Мы сидим у большого окна в музее кофе, пьем отличный что-то-там, смотрим на Неву и разговариваем - мало с кем так легко говорить, как с Доной, через час мы придумываем, как можно выкрутиться с моей темой диплома так, чтобы мне было интересно писать - все время с тех пор фоном о нем думаю, только бы научрука уговорить (ну а не уговорю, в конце-концов, кто помешает мне забить на него и написать по-своему) - одним камнем становится меньше. С Доной очень хорошо и очень домашне.
У Аланкуна с Сонечкой тоже хорошо, домашне и на своем месте, все как-то окутывает плечи - и гитара, и карты особняков, и чай со вкусом костра, и все-все, ощущение такое, будто тут что-то специальное такое для тебя делалось миром, а потом тебя сюда посадили, и все стало хорошо. Приходят люди, разговаривают, я сначала напрягаюсь полуинстинктивно, но потом как-то это все становится неважным, фоном, и снова возвращается покой.
Люди уходят, я иду на крышу, Сонечка дает мне с собой керосинку и говорит - "к ужину возвращайся", мягкие ступеньки вверх и старые крыши - мягче и тише новой свежезастеленной жести, которой щеголяет уже большая часть центра, почти не надо задумываться о том, куда ступать, чтобы было беззвучно, керосинка покачивается в руке, а платье в пол приходится иногда подбирать (думала, запутаюсь, более неподходящей одежды для крыш у меня еще не было - Петенька бы, наверное, ужаснулся, поглядев на это). Дом, еще один дом, вокруг двора-колодца...

### Условие задания
Ответьте по документу:
1. Где проходит встреча с Доной?
2. Что Сонечка дает с собой перед походом на крышу?
3. Чай с каким вкусом упоминается у Аланкуна с Сонечкой?
Строки ниже никак не связаны с документом.

### Список строк
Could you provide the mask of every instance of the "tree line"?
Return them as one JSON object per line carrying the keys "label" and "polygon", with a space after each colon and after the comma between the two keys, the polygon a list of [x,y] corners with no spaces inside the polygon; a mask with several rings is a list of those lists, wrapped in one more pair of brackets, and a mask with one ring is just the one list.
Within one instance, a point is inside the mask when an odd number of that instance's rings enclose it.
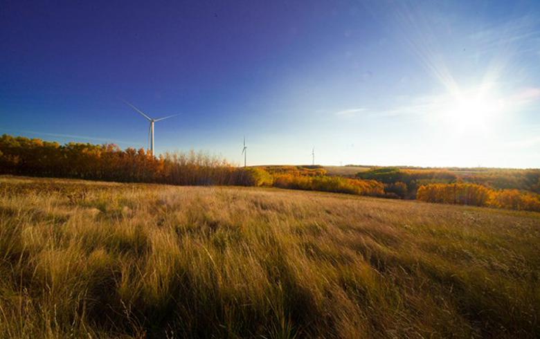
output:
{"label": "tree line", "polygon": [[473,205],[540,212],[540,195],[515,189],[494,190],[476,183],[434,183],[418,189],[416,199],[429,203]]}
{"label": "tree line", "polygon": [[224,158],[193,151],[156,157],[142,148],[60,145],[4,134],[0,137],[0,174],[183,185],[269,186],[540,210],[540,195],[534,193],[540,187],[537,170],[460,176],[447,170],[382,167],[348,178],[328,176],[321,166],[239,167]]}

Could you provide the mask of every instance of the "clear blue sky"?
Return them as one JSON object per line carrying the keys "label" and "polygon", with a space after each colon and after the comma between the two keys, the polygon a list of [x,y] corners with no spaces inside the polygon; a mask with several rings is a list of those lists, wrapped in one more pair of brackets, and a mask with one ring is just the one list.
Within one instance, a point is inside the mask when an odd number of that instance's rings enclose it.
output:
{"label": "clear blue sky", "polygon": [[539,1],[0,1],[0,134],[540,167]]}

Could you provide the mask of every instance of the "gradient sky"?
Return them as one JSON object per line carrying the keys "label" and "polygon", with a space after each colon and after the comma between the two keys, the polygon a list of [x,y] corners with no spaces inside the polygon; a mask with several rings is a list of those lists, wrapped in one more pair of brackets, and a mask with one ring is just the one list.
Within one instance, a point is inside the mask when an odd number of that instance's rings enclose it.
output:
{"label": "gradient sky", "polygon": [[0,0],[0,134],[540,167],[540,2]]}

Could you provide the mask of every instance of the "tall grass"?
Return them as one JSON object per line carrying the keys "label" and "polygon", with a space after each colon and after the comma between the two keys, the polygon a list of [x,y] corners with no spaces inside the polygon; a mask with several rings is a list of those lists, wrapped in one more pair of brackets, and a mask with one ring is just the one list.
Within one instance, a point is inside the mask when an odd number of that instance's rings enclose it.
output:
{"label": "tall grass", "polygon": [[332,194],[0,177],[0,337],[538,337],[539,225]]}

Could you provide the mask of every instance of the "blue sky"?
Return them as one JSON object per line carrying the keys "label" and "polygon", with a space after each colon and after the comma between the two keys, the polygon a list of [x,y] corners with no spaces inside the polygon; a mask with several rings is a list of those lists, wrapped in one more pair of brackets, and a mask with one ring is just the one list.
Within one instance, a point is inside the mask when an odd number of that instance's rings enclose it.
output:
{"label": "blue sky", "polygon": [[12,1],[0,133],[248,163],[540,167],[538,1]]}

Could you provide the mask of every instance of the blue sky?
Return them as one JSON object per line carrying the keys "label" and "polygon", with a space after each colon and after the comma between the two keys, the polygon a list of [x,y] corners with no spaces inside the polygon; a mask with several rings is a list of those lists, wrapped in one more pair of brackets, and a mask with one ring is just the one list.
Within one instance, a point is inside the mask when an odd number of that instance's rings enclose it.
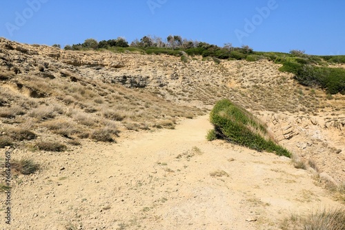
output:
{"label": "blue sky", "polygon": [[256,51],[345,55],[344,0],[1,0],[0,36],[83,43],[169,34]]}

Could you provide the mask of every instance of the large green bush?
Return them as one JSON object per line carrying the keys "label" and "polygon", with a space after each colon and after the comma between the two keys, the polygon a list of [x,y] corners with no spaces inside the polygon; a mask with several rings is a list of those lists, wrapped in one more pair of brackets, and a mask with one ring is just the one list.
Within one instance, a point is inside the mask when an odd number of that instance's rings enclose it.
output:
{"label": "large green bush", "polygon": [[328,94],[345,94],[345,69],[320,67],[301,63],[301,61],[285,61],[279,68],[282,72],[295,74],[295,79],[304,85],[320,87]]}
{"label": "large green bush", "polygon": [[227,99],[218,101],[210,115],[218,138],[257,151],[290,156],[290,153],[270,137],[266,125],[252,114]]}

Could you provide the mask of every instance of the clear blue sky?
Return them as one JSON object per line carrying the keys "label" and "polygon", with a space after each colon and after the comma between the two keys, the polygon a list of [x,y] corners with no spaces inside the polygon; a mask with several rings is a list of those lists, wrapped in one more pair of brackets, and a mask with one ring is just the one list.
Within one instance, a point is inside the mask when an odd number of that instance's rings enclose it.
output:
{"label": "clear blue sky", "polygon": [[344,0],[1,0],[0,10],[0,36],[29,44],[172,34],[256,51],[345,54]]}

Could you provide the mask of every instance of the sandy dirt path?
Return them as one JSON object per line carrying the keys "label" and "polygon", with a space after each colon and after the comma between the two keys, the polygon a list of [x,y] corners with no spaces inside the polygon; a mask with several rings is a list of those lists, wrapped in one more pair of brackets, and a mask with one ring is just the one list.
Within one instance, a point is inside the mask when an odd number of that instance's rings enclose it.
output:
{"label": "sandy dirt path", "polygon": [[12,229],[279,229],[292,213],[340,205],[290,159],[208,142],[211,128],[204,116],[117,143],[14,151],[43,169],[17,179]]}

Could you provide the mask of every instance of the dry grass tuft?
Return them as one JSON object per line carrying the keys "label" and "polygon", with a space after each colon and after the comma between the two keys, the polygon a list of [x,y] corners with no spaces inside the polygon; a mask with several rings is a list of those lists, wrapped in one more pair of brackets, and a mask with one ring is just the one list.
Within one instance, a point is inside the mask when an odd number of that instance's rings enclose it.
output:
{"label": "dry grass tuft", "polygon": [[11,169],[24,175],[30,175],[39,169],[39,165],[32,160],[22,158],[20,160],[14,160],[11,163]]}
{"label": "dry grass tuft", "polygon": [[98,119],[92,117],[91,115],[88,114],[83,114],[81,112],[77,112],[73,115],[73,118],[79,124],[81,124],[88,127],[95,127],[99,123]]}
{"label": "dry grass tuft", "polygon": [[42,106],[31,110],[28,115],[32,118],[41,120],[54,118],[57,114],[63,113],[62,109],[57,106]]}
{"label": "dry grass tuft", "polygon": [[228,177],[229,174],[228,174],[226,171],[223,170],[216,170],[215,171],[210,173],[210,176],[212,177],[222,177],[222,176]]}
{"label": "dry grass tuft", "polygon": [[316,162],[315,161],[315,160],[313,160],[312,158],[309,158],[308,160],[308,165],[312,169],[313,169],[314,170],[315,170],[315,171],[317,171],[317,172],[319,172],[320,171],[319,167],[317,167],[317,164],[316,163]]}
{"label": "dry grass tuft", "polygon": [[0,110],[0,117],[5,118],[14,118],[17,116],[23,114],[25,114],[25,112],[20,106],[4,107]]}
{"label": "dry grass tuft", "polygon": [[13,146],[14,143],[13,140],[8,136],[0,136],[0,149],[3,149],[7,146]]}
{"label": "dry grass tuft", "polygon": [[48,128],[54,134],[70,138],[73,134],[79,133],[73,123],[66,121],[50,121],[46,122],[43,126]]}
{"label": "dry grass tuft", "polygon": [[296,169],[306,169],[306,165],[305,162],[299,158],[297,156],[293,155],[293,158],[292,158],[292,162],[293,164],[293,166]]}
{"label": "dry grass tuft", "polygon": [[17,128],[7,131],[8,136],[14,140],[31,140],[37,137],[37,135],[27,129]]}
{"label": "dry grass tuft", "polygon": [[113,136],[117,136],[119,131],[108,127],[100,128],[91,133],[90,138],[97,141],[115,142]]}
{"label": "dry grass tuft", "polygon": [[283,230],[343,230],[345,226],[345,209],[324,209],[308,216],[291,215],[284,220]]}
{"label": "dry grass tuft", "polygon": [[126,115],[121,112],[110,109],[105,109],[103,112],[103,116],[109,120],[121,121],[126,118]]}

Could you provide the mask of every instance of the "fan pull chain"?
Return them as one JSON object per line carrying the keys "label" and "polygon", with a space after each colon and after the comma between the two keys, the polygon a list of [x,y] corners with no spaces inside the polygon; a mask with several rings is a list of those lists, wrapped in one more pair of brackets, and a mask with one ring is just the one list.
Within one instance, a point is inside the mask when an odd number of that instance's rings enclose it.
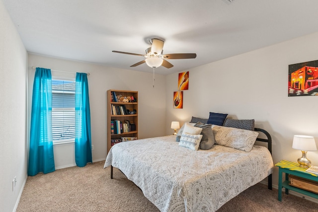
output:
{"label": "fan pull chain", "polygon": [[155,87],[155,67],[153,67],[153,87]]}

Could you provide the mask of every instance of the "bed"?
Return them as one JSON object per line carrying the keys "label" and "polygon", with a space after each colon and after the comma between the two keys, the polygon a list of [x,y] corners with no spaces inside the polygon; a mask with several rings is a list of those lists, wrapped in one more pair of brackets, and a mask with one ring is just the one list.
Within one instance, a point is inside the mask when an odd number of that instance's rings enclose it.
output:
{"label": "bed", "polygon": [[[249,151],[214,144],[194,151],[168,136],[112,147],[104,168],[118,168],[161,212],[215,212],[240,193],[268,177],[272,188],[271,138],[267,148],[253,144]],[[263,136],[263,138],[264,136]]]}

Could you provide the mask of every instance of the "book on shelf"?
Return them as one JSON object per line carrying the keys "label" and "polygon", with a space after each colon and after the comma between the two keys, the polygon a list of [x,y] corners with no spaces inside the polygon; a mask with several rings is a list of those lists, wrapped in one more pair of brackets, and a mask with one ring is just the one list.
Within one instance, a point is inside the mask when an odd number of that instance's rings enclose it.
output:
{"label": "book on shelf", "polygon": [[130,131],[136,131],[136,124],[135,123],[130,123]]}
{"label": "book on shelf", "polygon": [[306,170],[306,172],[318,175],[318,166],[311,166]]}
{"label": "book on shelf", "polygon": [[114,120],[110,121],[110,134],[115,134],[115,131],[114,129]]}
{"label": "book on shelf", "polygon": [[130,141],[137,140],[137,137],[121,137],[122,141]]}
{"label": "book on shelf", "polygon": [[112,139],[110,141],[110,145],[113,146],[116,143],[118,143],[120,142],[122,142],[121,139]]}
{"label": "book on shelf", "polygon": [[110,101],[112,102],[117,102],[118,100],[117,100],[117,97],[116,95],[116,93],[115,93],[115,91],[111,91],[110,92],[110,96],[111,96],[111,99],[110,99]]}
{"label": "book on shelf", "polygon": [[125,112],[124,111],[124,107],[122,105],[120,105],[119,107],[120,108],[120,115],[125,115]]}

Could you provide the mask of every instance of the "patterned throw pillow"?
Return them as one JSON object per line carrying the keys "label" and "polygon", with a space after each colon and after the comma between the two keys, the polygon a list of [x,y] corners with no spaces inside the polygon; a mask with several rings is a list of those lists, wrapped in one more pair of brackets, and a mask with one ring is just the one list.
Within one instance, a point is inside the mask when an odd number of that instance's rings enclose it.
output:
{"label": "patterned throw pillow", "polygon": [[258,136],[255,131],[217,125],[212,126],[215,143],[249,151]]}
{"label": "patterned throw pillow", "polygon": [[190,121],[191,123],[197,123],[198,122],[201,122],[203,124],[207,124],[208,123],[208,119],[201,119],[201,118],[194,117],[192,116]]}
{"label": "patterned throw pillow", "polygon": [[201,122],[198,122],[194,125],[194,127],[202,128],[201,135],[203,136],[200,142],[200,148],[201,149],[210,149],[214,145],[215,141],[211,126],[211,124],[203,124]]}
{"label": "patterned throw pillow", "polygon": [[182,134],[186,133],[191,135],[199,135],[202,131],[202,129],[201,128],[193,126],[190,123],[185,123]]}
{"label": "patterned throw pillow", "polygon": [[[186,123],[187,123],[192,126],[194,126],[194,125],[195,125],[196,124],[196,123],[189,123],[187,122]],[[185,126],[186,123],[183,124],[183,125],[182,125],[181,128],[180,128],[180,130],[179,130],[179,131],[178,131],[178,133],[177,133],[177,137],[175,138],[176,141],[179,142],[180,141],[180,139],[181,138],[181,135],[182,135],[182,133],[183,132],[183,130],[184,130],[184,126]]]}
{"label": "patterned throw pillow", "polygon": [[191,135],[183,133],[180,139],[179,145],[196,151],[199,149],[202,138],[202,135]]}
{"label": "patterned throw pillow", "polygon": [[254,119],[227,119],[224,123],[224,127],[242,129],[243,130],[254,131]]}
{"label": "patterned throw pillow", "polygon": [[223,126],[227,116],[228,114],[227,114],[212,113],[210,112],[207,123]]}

### Ожидаемый ответ
1. У большого окна в музее кофе.
2. Керосинку.
3. Со вкусом костра.